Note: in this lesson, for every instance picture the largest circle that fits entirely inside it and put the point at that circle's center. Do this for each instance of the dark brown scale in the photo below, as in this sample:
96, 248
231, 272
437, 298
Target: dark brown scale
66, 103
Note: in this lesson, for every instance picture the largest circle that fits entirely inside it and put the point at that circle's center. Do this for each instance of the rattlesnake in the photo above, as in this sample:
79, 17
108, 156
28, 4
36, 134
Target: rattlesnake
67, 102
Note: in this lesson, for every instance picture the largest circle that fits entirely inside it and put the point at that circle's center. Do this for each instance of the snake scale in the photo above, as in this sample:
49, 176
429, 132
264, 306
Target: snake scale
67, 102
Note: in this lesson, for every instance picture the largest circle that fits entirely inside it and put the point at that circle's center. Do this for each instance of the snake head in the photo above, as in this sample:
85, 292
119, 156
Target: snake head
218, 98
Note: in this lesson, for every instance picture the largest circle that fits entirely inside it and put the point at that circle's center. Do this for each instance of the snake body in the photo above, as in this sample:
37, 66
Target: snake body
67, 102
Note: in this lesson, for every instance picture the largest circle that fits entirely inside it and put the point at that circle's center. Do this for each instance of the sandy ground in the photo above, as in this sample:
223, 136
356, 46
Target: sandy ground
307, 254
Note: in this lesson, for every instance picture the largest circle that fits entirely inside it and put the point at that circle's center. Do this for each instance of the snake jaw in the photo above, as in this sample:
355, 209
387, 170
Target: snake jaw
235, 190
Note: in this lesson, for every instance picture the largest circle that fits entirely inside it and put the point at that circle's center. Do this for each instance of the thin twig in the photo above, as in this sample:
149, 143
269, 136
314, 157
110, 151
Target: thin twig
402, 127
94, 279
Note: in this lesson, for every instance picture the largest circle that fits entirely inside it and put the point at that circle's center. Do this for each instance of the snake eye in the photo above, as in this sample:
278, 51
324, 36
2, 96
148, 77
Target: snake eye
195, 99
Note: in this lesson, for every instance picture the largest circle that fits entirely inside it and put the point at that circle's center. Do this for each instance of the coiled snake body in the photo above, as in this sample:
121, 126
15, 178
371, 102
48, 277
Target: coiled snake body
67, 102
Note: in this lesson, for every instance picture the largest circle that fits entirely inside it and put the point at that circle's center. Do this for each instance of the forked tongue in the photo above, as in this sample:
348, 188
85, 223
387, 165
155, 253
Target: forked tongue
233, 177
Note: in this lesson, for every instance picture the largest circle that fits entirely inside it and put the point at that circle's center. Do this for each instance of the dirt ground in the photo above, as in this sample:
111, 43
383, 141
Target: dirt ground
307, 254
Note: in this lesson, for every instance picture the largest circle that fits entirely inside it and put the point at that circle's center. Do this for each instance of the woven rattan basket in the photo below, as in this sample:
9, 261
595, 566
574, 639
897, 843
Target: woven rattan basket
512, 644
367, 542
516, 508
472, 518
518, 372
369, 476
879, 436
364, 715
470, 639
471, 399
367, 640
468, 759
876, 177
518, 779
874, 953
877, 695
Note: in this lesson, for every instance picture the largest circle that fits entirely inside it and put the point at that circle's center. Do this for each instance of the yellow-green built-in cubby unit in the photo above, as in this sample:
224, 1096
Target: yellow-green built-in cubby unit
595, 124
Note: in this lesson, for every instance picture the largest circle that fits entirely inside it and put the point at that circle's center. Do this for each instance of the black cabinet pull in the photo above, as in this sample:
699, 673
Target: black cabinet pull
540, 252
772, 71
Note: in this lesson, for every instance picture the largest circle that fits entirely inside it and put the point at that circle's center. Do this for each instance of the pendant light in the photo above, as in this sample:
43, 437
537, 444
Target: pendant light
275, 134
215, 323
-=-=-=-=-
#### What you are asked to do:
Output all of the data above without any alteration.

#### Complete answer:
Note: in this lesson, for every instance picture the largest circle that fits entirely inside it and put the point at that circle's center. Do this for each instance of the dark brown scale in the photo below, as in this sample:
96, 248
231, 272
437, 298
Target: dark brown scale
66, 103
Note: in this lesson, for every instance picture the largest circle that fits entirely inside it and put the point at that circle's center. Do this for each instance of the rattlesnake in the photo above, as in this sample:
79, 17
108, 156
28, 4
36, 134
Target: rattlesnake
67, 102
Note: in this lesson, for every instance picture the largest circle that fits entirely inside it and put the point at that circle's center. Do this for each instance of the snake scale in the photo above, as in this sample:
49, 176
429, 132
264, 306
Target: snake scale
67, 102
Note: in this lesson, for every instance picture the largest circle that fits entirely inside it and put the point at that circle's center. Do this for each instance of the snake head in the photo above, as in this sample:
85, 292
119, 156
Target: snake head
218, 98
Note: in this lesson, for every instance picture the largest circle that fits entirely inside it and put the point at that circle's center. Do this for each instance of the snake body in the photo above, as in this sample:
37, 66
Target: snake body
67, 102
Note: in this lesson, for every instance picture the largest circle that fits entirely inside it and put the point at that circle's center. Do this for each instance of the sandy ground in the photo above, as in this sample:
223, 136
356, 46
Target: sandy ground
307, 254
Note: in this lesson, for every instance picture the largest circle that fits entirely inside it and put the point at that circle's center. Do this for each instance of the snake jaw in the photo above, as in this sample:
355, 209
387, 170
Target: snake jaw
235, 190
Note: in this lesson, for every instance picture the largest circle that fits entirely inside it and put the point at that circle's center. Do this for each instance of the thin twig in the photo above, as in this sample:
149, 143
269, 136
314, 157
110, 151
Target: thin twig
402, 127
94, 279
Note: in this lesson, for every instance picture the largest circle that fits entirely inside it and put the point at that circle's center. Do this for each instance of the snake eye in the photo above, as in this sample:
278, 51
324, 36
2, 96
148, 77
Target: snake eye
195, 99
Note: in this lesson, for every instance picture the largest circle that fits entirely inside it and put the point at that circle's center. Do this for each instance of the coiled snake body in the photo above, as in this sample:
121, 126
15, 178
371, 102
48, 277
Target: coiled snake body
67, 102
Note: in this lesson, for every instance picture the largest circle that fits entirely inside it and put the point at that circle's center. Do this for each instance of the forked tongue in the photo above, as in this sample:
348, 188
85, 223
387, 165
155, 253
Target: forked tongue
233, 177
Note: in this lesson, for every instance picture the largest circle that fits entirely inside it and put the point at that circle's center. Do this for each instance of the dirt ground in the photo above, as in this sample:
111, 43
383, 141
Target: dirt ground
307, 254
Note: in this lesson, for every instance picture the largest circle that fits entirely inside it and put the point at that circle's center. Do this for each instance of the woven rattan basket in the photo below, as in this sample:
9, 261
595, 566
574, 639
897, 843
Target: woven rattan basket
512, 644
367, 542
516, 508
472, 518
518, 372
369, 476
879, 436
364, 715
470, 639
471, 399
367, 640
468, 759
876, 177
518, 779
874, 953
877, 695
Note: in this lesson, for every instance picture the largest circle that fits entirely inside it and put the point at that circle's center. Do this for each instance of the yellow-green built-in cubby unit in the photo above, as in this sample:
224, 1096
Target: yellow-green built-in cubby unit
595, 124
Note: in this lesson, for every instance picture the largest circle that fits entirely inside it and put the point at that circle's center. Do this for each instance of the black cabinet pull in the photo above, as in this sample:
699, 673
Target: black cabinet pull
540, 252
772, 71
Note: in this lesson, for every instance picture the largest circle that fits entirely inside it and put the point at that circle's center. Do this for each instance of the pendant light in the photo above, as in this sample:
43, 437
537, 444
Target: pendant light
275, 134
215, 323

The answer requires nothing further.